-- Do this --
Please return the full listing below without altering anything.
........
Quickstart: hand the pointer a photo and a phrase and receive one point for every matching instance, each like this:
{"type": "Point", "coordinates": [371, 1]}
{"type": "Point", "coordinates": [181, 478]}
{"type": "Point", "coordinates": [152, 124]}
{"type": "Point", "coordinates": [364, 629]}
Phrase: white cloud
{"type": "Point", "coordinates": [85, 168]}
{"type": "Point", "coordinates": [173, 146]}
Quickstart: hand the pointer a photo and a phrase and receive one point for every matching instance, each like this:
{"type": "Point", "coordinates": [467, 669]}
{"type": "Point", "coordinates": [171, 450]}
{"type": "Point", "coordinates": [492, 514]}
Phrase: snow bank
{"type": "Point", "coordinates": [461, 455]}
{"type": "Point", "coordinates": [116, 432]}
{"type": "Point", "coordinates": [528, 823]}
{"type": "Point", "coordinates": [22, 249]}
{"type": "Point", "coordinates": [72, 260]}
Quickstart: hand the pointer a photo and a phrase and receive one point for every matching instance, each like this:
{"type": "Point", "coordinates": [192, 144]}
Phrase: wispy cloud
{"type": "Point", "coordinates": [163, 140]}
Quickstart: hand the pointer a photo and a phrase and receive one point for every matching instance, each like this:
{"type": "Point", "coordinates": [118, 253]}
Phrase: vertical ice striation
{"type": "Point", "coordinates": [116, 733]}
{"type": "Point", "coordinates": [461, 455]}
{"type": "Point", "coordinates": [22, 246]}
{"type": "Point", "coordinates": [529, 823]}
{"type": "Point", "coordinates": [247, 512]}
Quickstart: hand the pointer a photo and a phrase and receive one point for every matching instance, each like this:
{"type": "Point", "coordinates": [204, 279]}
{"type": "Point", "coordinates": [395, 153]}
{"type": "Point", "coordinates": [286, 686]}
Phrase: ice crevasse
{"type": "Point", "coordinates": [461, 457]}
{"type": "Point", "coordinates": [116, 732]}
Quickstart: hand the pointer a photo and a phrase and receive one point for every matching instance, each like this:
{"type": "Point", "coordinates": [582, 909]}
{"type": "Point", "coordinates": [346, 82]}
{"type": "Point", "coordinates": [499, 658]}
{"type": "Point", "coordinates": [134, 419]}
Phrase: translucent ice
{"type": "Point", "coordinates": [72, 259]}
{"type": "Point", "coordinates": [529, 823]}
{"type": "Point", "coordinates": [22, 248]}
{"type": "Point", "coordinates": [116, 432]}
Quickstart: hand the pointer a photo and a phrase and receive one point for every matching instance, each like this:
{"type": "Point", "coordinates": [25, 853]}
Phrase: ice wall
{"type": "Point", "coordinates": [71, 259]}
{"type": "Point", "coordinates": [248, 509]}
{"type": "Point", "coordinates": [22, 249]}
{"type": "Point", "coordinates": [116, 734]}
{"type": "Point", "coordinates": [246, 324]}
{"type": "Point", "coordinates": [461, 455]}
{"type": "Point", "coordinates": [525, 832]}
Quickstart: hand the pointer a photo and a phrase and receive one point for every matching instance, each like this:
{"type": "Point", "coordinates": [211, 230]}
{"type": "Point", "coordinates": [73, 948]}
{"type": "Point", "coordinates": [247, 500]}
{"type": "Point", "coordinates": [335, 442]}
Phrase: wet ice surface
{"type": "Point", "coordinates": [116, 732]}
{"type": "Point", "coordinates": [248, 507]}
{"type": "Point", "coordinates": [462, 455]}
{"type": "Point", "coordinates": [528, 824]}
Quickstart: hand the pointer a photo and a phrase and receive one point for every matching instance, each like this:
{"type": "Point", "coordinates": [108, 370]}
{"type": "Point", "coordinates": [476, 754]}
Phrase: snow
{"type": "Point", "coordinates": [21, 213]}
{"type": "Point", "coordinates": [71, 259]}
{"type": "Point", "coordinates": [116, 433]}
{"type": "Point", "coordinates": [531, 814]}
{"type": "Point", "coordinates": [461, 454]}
........
-- Result of this task --
Quickstart: hand the pointer a photo and a phrase and receive one point for every matching instance, each like this:
{"type": "Point", "coordinates": [371, 1]}
{"type": "Point", "coordinates": [181, 478]}
{"type": "Point", "coordinates": [152, 124]}
{"type": "Point", "coordinates": [364, 629]}
Phrase: white cloud
{"type": "Point", "coordinates": [85, 168]}
{"type": "Point", "coordinates": [173, 146]}
Quickstart: hand the pointer a photo and a phrase and receive one point for every matching instance, each like this:
{"type": "Point", "coordinates": [467, 669]}
{"type": "Point", "coordinates": [171, 450]}
{"type": "Point", "coordinates": [492, 514]}
Phrase: snow bank
{"type": "Point", "coordinates": [461, 455]}
{"type": "Point", "coordinates": [116, 432]}
{"type": "Point", "coordinates": [528, 823]}
{"type": "Point", "coordinates": [22, 249]}
{"type": "Point", "coordinates": [72, 260]}
Quickstart: hand the pointer a photo and a phrase and receive one point for every matching instance, each like this:
{"type": "Point", "coordinates": [192, 144]}
Phrase: wispy cloud
{"type": "Point", "coordinates": [163, 140]}
Quickstart: hand the pointer a photo and a phrase and receive one point for every matching instance, each like this:
{"type": "Point", "coordinates": [118, 253]}
Phrase: vertical ice striation
{"type": "Point", "coordinates": [116, 733]}
{"type": "Point", "coordinates": [461, 455]}
{"type": "Point", "coordinates": [22, 246]}
{"type": "Point", "coordinates": [529, 823]}
{"type": "Point", "coordinates": [247, 512]}
Quickstart: hand the pointer a photo and a phrase and receive one point for every matching instance, each like this:
{"type": "Point", "coordinates": [204, 279]}
{"type": "Point", "coordinates": [395, 153]}
{"type": "Point", "coordinates": [286, 686]}
Phrase: ice crevasse
{"type": "Point", "coordinates": [461, 457]}
{"type": "Point", "coordinates": [116, 732]}
Quickstart: hand the pointer a photo and a phrase and receive one point for every matching instance, each like this:
{"type": "Point", "coordinates": [582, 909]}
{"type": "Point", "coordinates": [346, 82]}
{"type": "Point", "coordinates": [499, 658]}
{"type": "Point", "coordinates": [134, 419]}
Phrase: translucent ice
{"type": "Point", "coordinates": [72, 259]}
{"type": "Point", "coordinates": [529, 823]}
{"type": "Point", "coordinates": [22, 248]}
{"type": "Point", "coordinates": [116, 432]}
Quickstart: hand the pointer a photo and a phrase and receive one point for every matching instance, each like this:
{"type": "Point", "coordinates": [25, 853]}
Phrase: ice wall
{"type": "Point", "coordinates": [71, 259]}
{"type": "Point", "coordinates": [248, 509]}
{"type": "Point", "coordinates": [22, 249]}
{"type": "Point", "coordinates": [116, 734]}
{"type": "Point", "coordinates": [246, 324]}
{"type": "Point", "coordinates": [461, 455]}
{"type": "Point", "coordinates": [525, 832]}
Quickstart: hand the pointer a photo and a phrase and receive one point for every matching instance, each like this:
{"type": "Point", "coordinates": [211, 230]}
{"type": "Point", "coordinates": [73, 948]}
{"type": "Point", "coordinates": [247, 500]}
{"type": "Point", "coordinates": [335, 442]}
Phrase: wet ice surface
{"type": "Point", "coordinates": [116, 732]}
{"type": "Point", "coordinates": [248, 507]}
{"type": "Point", "coordinates": [462, 455]}
{"type": "Point", "coordinates": [528, 824]}
Quickstart: hand the pointer a photo and a phrase and receive one point for every matching instance, each like this:
{"type": "Point", "coordinates": [108, 370]}
{"type": "Point", "coordinates": [476, 754]}
Phrase: snow
{"type": "Point", "coordinates": [21, 213]}
{"type": "Point", "coordinates": [71, 259]}
{"type": "Point", "coordinates": [116, 433]}
{"type": "Point", "coordinates": [531, 814]}
{"type": "Point", "coordinates": [461, 454]}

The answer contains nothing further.